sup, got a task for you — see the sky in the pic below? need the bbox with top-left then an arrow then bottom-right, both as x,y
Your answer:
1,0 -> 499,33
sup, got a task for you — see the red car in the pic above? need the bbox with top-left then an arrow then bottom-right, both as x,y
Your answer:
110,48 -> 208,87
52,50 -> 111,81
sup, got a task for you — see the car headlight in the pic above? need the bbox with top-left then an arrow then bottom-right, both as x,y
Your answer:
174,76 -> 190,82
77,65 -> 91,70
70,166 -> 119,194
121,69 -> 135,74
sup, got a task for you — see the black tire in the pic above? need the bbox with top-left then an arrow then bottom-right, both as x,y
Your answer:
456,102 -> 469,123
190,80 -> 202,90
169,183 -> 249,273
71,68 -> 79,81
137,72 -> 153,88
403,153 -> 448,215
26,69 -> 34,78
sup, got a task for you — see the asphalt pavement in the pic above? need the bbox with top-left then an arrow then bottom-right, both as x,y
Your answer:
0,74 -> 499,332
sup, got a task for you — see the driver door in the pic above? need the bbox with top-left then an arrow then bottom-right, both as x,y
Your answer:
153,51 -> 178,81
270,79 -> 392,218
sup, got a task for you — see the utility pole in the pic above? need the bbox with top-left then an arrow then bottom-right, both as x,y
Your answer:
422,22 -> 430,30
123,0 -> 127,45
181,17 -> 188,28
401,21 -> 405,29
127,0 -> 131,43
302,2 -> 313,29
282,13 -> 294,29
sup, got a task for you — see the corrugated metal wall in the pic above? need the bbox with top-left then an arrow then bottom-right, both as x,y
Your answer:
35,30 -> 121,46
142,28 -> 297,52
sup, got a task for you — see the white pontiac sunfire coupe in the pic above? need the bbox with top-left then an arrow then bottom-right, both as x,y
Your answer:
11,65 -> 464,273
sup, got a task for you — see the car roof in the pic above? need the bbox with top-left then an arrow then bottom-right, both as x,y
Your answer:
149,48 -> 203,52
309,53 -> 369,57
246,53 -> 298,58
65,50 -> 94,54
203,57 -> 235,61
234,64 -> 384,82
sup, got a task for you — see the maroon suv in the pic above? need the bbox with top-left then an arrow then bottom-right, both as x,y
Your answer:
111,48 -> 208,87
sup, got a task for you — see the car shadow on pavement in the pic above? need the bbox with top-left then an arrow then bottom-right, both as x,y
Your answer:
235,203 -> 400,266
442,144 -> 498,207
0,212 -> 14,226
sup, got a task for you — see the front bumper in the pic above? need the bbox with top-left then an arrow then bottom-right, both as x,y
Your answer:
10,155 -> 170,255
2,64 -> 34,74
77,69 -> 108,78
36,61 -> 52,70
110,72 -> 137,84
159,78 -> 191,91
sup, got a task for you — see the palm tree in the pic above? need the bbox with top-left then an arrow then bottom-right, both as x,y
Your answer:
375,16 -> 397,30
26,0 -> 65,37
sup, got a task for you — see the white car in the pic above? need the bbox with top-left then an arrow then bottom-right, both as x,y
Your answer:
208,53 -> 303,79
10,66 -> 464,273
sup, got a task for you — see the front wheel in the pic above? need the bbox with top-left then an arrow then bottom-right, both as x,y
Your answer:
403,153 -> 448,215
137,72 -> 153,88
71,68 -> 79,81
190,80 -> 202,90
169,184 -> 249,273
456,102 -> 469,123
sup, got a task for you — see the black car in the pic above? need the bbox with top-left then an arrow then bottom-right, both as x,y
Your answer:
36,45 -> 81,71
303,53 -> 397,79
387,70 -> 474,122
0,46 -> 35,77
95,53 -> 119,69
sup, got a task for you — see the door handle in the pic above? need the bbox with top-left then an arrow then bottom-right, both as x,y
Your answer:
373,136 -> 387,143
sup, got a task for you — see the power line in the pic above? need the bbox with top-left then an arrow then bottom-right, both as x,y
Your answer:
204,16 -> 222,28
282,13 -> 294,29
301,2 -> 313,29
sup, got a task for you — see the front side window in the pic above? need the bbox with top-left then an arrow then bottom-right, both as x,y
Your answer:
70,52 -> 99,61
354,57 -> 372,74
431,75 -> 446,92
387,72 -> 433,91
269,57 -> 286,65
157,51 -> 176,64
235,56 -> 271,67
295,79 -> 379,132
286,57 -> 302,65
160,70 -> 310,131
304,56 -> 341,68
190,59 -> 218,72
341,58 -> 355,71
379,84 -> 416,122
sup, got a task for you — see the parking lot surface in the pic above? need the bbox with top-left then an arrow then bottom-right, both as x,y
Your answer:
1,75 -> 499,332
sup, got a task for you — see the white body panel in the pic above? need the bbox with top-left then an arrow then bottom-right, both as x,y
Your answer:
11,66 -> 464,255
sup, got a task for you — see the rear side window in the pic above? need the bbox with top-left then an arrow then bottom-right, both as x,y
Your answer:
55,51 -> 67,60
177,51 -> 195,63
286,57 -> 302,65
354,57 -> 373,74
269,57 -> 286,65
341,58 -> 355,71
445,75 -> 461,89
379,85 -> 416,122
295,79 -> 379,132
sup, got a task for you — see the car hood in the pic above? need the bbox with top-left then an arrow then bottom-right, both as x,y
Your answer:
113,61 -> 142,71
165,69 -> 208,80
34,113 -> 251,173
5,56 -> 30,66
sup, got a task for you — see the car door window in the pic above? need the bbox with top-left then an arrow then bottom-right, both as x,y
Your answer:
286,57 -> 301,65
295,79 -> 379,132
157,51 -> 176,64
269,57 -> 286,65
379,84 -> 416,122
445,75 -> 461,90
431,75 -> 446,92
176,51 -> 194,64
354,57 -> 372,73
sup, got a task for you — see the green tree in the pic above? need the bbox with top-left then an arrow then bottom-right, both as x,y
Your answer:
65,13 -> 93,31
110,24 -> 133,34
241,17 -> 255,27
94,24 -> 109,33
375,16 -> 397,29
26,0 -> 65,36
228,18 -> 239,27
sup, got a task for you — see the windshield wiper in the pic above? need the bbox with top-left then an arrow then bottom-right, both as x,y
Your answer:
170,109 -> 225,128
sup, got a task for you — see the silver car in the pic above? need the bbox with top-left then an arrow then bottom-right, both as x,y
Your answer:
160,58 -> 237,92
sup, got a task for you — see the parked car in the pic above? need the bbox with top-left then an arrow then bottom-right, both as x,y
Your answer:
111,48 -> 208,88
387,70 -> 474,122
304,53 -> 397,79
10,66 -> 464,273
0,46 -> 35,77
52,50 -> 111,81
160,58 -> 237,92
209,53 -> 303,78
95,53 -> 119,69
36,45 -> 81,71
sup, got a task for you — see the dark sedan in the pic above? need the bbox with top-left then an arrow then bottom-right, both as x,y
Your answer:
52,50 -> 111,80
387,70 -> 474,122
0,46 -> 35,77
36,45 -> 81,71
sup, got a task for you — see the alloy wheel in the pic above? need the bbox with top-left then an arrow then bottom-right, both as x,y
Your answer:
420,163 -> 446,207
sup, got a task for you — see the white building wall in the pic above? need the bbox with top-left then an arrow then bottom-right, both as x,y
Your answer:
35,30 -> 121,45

•••••

Among the entries above, the line containing "sup, got a task for you — see the front side", the line containing "sup, got a task for you — see the rear", and all lines between them are to be restated word for word; nothing else belongs in the reply.

sup, got a task for you — see the front side window in the pic above? need the bbox with top-left then an arrow then bottom-right, both as x,y
Your answer:
70,52 -> 99,61
354,57 -> 372,74
431,75 -> 446,92
387,72 -> 433,91
269,57 -> 286,65
157,51 -> 176,64
235,56 -> 271,67
295,79 -> 379,132
286,57 -> 302,65
160,70 -> 310,131
304,56 -> 341,68
190,59 -> 218,72
341,58 -> 355,71
379,84 -> 416,122
sup, got a task for you — see the parking lot surface in the pic above? need the bbox with top-left then an arrow then bottom-right, both as x,y
Your answer:
1,75 -> 499,332
sup, got a task for you — see the white body panel in the pic above? need the bbox with top-left then an arrow then bottom-right, both as x,y
Your answer:
11,66 -> 464,255
sup, got a task for you — see the rear side window in the pic above? need the bbox with top-left then an arrow then bottom-right, both as x,y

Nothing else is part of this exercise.